# 引用原文
• • • • •
Chapter 9. Blocking Processes
阻塞进程
Enter Sandman
当别人让你做一件你不能马上去做的事时,你会如何反映?如果你是人类的话,而且对方也是人类的话, 你只会说:“现在不行,我忙着在。闪开!”但是如果你是一个内核模块而且你被一个进程以同样的问题困扰, 你会有另外一个选择。你可以让该进程休眠直到你可以为它服务时。毕竟,这样的情况在内核中时时刻刻都在发生 (这就是系统让多进程在单CPU上同时运行的方法)。
这个内核模块就是一个这样的例子。文件(/proc/sleep))只可以在同一时刻被一个进程打开。 如果该文件已经被打开,内核模块将调用函数 wait_event_interruptible[1]。该函数修改task的状态(task是一个内核中的结构体数据结构, 其中保存着对应进程的信息和该进程正在调用的系统调用,如果有的话)为 TASK_INTERRUPTIBLE意味着改进程将不会继续运行直到被唤醒,然后被添加到系统的进程等待队列 WaitQ中,一个等待打开该文件的队列中。然后,该函数调用系统调度器去切换到另一个不同的 但有CPU运算请求的进程。
当一个进程处理完该文件并且关闭了该文件,module_close就被调用执行了。 该函数唤醒所有在等待队列中的进程(还没有只唤醒特定进程的机制)。然后该函数返回, 那个刚刚关闭文件的进程得以继续运行。及时的,进程调度器会判定该进程执行已执行完毕, 将CPU转让给别的进程。被提供CPU使用权的那个进程就恰好从先前系统调用 module_interruptible_sleep_on[2]后的地方开始继续执行。 它可以设置一个全局变量去通知别的进程该文件已被打开占用了。当别的请求该文件的进程获得CPU时间片时, 它们将检测该变量然后返回休眠。
更有趣的是,module_close并不垄断唤醒等待中的请求文件的进程的权力。一个信号,像Ctrl+c (SIGINT也能够唤醒别的进程 [3]。 在这种情况下,我们想立即返回-EINTR 。 这对用户很重要,举个例子来说,用户可以在某个进程接受到文件前终止该进程。
还有一点值得注意。有些时候进程并不愿意休眠,它们要么立即执行它们想做的, 要么被告知任务无法进行。这样的进程在打开文件时会使用标志O_NONBLOCK。 在别的进程被阻塞时内核应该做出的响应是返回错误代码-EAGAIN,像在本例中对该文件的请求的进程。程序 cat_noblock,在本章的源代码目录下可以找到,就能够使用标志位 O_NONBLOCK打开文件。
• • • • •
将引用原文中从“Chapter 9. Blocking”开始、到“在这种情况下,我们想立即返回-EINTR 。 这对用户很重要,举个例子来说,用户可以在某个进程接受到文件前终止该进程。”为止（包括这几个字）的部分一字不差地抄写出来。
• • • • •
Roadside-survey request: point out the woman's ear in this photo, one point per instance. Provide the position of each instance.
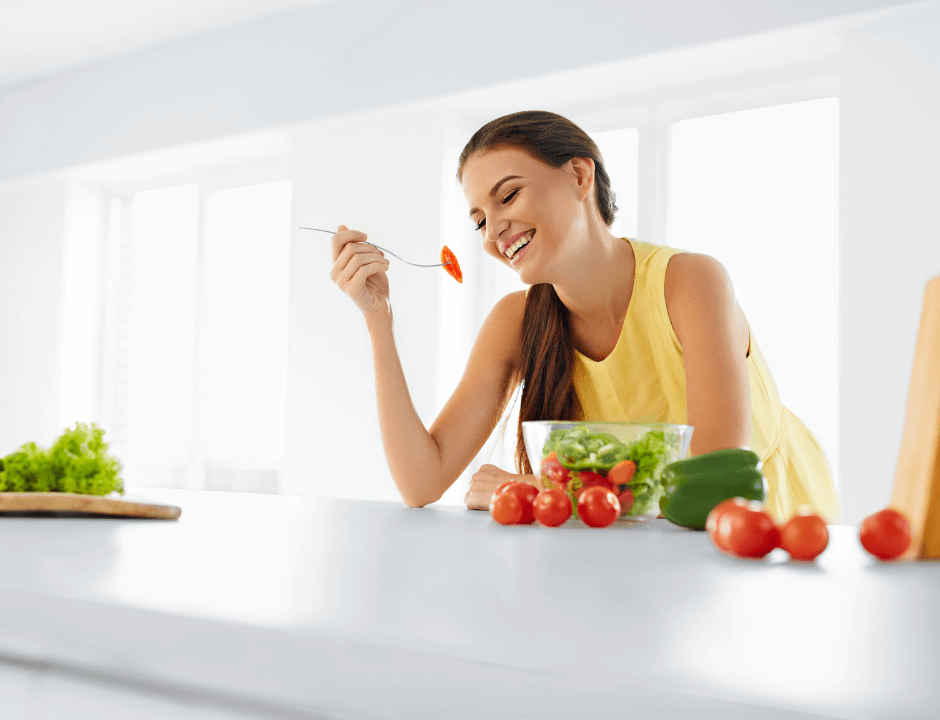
(583, 170)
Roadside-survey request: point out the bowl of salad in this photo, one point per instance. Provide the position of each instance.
(627, 458)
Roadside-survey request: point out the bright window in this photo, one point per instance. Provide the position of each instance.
(200, 357)
(245, 323)
(758, 190)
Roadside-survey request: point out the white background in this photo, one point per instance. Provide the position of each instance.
(364, 107)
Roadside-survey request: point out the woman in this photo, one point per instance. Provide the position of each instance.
(611, 329)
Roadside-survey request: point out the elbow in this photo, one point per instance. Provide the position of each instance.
(419, 499)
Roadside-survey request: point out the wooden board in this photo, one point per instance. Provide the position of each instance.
(916, 490)
(29, 503)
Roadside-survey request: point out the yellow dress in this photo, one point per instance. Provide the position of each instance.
(643, 380)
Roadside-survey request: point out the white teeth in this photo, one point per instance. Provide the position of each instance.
(516, 246)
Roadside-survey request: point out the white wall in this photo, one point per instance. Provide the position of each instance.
(379, 173)
(327, 72)
(890, 239)
(350, 56)
(32, 218)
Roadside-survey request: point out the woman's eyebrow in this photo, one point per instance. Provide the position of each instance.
(495, 190)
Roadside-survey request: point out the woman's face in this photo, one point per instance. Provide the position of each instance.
(515, 198)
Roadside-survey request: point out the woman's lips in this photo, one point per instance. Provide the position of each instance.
(522, 251)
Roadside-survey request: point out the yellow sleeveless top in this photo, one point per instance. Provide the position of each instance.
(643, 380)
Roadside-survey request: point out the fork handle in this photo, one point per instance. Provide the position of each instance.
(382, 249)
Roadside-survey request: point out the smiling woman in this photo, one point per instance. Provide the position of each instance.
(611, 329)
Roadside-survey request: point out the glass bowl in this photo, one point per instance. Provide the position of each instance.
(586, 451)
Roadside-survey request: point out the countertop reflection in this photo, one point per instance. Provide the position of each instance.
(362, 608)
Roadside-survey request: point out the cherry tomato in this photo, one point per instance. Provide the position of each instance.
(552, 507)
(622, 473)
(506, 509)
(502, 488)
(589, 478)
(717, 530)
(598, 506)
(554, 471)
(886, 534)
(752, 532)
(626, 501)
(804, 536)
(525, 493)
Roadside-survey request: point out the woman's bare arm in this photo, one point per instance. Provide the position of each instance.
(713, 333)
(424, 463)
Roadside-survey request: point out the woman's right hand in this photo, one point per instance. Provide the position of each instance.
(359, 270)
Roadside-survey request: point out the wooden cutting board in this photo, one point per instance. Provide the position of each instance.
(72, 504)
(916, 491)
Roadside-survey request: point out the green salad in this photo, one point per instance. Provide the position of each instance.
(77, 462)
(577, 458)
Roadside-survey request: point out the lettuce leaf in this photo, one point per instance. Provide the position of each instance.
(650, 455)
(77, 462)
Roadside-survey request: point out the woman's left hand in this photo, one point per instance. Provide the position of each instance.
(484, 483)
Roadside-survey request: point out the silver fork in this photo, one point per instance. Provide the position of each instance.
(382, 249)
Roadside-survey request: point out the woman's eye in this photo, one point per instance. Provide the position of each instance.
(507, 199)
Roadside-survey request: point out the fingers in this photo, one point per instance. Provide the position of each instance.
(343, 237)
(352, 258)
(482, 486)
(355, 273)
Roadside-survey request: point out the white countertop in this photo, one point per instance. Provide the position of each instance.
(369, 609)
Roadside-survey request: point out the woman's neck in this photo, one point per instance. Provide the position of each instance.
(598, 280)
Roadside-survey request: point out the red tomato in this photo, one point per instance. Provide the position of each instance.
(886, 534)
(506, 509)
(622, 472)
(804, 536)
(598, 506)
(589, 478)
(752, 532)
(552, 470)
(502, 488)
(717, 530)
(552, 507)
(626, 501)
(592, 479)
(525, 493)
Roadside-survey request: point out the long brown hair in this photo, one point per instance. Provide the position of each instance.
(545, 365)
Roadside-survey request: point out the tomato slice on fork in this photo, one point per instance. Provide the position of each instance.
(453, 269)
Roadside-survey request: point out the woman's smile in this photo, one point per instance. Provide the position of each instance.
• • • • •
# 参考答案
Chapter 9. Blocking Processes
阻塞进程
Enter Sandman
当别人让你做一件你不能马上去做的事时,你会如何反映?如果你是人类的话,而且对方也是人类的话, 你只会说:“现在不行,我忙着在。闪开!”但是如果你是一个内核模块而且你被一个进程以同样的问题困扰, 你会有另外一个选择。你可以让该进程休眠直到你可以为它服务时。毕竟,这样的情况在内核中时时刻刻都在发生 (这就是系统让多进程在单CPU上同时运行的方法)。
这个内核模块就是一个这样的例子。文件(/proc/sleep))只可以在同一时刻被一个进程打开。 如果该文件已经被打开,内核模块将调用函数 wait_event_interruptible[1]。该函数修改task的状态(task是一个内核中的结构体数据结构, 其中保存着对应进程的信息和该进程正在调用的系统调用,如果有的话)为 TASK_INTERRUPTIBLE意味着改进程将不会继续运行直到被唤醒,然后被添加到系统的进程等待队列 WaitQ中,一个等待打开该文件的队列中。然后,该函数调用系统调度器去切换到另一个不同的 但有CPU运算请求的进程。
当一个进程处理完该文件并且关闭了该文件,module_close就被调用执行了。 该函数唤醒所有在等待队列中的进程(还没有只唤醒特定进程的机制)。然后该函数返回, 那个刚刚关闭文件的进程得以继续运行。及时的,进程调度器会判定该进程执行已执行完毕, 将CPU转让给别的进程。被提供CPU使用权的那个进程就恰好从先前系统调用 module_interruptible_sleep_on[2]后的地方开始继续执行。 它可以设置一个全局变量去通知别的进程该文件已被打开占用了。当别的请求该文件的进程获得CPU时间片时, 它们将检测该变量然后返回休眠。
更有趣的是,module_close并不垄断唤醒等待中的请求文件的进程的权力。一个信号,像Ctrl+c (SIGINT也能够唤醒别的进程 [3]。 在这种情况下,我们想立即返回-EINTR 。 这对用户很重要,举个例子来说,用户可以在某个进程接受到文件前终止该进程。